DOCUMENT SECTION:
'''
High Performance Kafka Producers

January 01, 2020 - San Francisco, CA

After my Scaling a Kafka Consumer post, it only seemed fair to take a dive into the producer side of the world too. It’s got it’s own set of problems and tuning fun that we can dive into.

The setup

Let’s assume that you already have a Kafka producer running, but its just not quite keeping up with the data flowing through. This already means you are in the 95th percentile of users - generally the default client configurations are more than enough to work.

If you are interested in how the internals the Producer, I recommend taking a look at this talk by Jiangie Qin at LinkedIn. Not only does it walk you through how the Producer works, it can give you some first pass tuning recommendations. However, I prefer a bit more empirical evaluation based on what the client is telling us - its metrics - that you can take back to decide how to manage your particular use case.

Back to basics

First, you need to understand why your producer is going slow. So the first question we need to ask is, “Is it Kafka or is it me?”

Maybe its Kafka. Some things to check to ensure that the cluster is ‘happy’:

network handler idle time
- kafka.network:type=SocketServer,name=NetworkProcessorAvgIdlePercent
- generally not below 60%, with average above 80%
request handler idle time
- kafka.server:type=KafkaRequestHandlerPool,name=RequestHandlerAvgIdlePercent
- generally not below 60%, with the global average consistently above 70%
disks are idle
cpu usage is not maxed out (it shouldn’t be if the above are true)
'''
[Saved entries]
'''
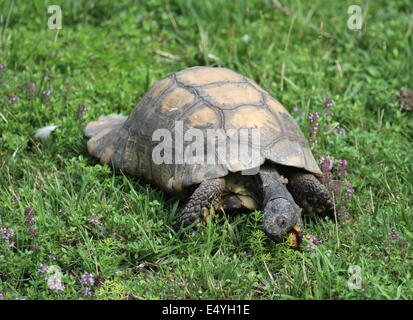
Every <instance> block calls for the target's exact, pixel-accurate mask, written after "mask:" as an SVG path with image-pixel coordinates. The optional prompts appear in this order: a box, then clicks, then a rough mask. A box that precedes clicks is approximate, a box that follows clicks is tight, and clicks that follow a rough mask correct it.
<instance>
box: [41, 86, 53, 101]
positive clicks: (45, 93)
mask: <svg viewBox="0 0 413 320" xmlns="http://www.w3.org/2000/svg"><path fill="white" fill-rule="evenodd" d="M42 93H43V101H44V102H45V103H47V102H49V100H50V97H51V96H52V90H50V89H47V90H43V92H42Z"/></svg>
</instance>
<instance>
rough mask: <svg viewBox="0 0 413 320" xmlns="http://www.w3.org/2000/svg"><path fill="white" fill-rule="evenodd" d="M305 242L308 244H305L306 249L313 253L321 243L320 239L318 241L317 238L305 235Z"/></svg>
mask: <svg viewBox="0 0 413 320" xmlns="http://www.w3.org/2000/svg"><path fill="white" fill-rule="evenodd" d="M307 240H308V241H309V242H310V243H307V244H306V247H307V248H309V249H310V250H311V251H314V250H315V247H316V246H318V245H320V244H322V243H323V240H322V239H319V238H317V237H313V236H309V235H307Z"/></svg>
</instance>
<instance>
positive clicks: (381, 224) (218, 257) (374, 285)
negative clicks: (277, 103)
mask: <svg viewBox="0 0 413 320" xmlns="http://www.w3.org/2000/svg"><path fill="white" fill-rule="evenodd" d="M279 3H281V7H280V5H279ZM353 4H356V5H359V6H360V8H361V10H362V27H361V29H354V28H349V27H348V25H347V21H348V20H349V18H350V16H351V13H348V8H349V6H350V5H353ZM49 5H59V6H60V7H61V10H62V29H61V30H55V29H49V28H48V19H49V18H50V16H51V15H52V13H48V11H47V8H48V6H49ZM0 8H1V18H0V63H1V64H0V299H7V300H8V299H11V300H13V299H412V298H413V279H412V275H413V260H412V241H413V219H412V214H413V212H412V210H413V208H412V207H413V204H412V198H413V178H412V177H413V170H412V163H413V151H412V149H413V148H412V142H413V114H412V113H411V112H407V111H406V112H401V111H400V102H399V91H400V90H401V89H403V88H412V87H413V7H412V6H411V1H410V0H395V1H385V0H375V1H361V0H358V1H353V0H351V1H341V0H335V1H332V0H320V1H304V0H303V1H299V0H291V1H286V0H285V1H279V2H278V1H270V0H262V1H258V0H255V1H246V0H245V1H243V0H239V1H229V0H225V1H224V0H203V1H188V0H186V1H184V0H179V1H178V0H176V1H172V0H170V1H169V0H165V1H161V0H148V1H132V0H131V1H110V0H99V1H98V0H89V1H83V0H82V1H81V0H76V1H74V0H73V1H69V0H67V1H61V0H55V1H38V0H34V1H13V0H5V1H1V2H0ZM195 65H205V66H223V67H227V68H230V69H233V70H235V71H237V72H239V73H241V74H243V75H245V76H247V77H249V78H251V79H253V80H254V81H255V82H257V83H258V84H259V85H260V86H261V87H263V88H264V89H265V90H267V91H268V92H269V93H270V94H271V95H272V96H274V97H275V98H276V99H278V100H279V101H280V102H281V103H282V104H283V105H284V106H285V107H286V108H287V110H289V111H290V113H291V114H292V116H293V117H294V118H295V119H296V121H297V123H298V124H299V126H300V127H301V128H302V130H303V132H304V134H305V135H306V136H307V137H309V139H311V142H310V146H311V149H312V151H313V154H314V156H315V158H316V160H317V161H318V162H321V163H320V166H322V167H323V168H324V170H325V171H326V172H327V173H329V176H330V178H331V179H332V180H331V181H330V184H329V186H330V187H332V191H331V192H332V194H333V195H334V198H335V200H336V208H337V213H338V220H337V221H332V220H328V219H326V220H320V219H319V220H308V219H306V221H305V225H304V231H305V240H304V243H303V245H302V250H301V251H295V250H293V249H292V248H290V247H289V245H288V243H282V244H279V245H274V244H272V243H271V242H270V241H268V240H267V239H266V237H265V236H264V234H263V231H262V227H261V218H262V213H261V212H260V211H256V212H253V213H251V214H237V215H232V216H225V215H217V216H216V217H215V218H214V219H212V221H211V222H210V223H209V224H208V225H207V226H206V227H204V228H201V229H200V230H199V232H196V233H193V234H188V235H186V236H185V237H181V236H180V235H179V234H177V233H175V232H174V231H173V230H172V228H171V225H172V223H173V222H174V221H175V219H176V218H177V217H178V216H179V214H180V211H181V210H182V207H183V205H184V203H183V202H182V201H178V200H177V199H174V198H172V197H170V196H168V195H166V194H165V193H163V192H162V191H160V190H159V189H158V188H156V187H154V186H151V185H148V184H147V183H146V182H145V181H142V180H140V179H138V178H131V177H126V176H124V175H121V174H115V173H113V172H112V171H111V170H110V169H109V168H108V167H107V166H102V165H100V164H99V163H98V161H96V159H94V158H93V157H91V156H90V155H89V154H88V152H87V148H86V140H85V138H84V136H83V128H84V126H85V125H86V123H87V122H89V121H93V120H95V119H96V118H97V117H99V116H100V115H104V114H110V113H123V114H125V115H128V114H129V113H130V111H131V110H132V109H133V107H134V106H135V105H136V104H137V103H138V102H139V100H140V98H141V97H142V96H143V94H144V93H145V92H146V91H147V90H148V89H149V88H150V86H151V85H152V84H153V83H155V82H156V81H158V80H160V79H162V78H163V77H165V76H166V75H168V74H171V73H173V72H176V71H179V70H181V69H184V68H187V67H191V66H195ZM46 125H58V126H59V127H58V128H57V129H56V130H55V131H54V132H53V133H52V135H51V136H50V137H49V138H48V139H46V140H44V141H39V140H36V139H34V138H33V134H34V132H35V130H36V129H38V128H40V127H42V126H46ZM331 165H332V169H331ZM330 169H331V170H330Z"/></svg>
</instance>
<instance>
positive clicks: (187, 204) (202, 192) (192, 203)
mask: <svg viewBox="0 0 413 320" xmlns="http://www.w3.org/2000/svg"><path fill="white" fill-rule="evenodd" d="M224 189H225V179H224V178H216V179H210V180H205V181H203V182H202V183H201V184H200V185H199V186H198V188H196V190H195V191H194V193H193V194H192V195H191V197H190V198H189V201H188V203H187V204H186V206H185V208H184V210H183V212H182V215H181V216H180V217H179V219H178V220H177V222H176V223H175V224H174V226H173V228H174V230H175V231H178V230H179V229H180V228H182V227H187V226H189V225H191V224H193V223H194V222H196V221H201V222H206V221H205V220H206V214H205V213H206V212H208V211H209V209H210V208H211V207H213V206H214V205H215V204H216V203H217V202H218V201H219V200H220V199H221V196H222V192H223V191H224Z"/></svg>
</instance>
'''
Output the full post on high-performance Kafka producers word for word. Rely only on the text itself, not the entries.

EXERCISE RESPONSE:
High Performance Kafka Producers

January 01, 2020 - San Francisco, CA

After my Scaling a Kafka Consumer post, it only seemed fair to take a dive into the producer side of the world too. It’s got it’s own set of problems and tuning fun that we can dive into.

The setup

Let’s assume that you already have a Kafka producer running, but its just not quite keeping up with the data flowing through. This already means you are in the 95th percentile of users - generally the default client configurations are more than enough to work.

If you are interested in how the internals the Producer, I recommend taking a look at this talk by Jiangie Qin at LinkedIn. Not only does it walk you through how the Producer works, it can give you some first pass tuning recommendations. However, I prefer a bit more empirical evaluation based on what the client is telling us - its metrics - that you can take back to decide how to manage your particular use case.

Back to basics

First, you need to understand why your producer is going slow. So the first question we need to ask is, “Is it Kafka or is it me?”

Maybe its Kafka. Some things to check to ensure that the cluster is ‘happy’:

network handler idle time
- kafka.network:type=SocketServer,name=NetworkProcessorAvgIdlePercent
- generally not below 60%, with average above 80%
request handler idle time
- kafka.server:type=KafkaRequestHandlerPool,name=RequestHandlerAvgIdlePercent
- generally not below 60%, with the global average consistently above 70%
disks are idle
cpu usage is not maxed out (it shouldn’t be if the above are true)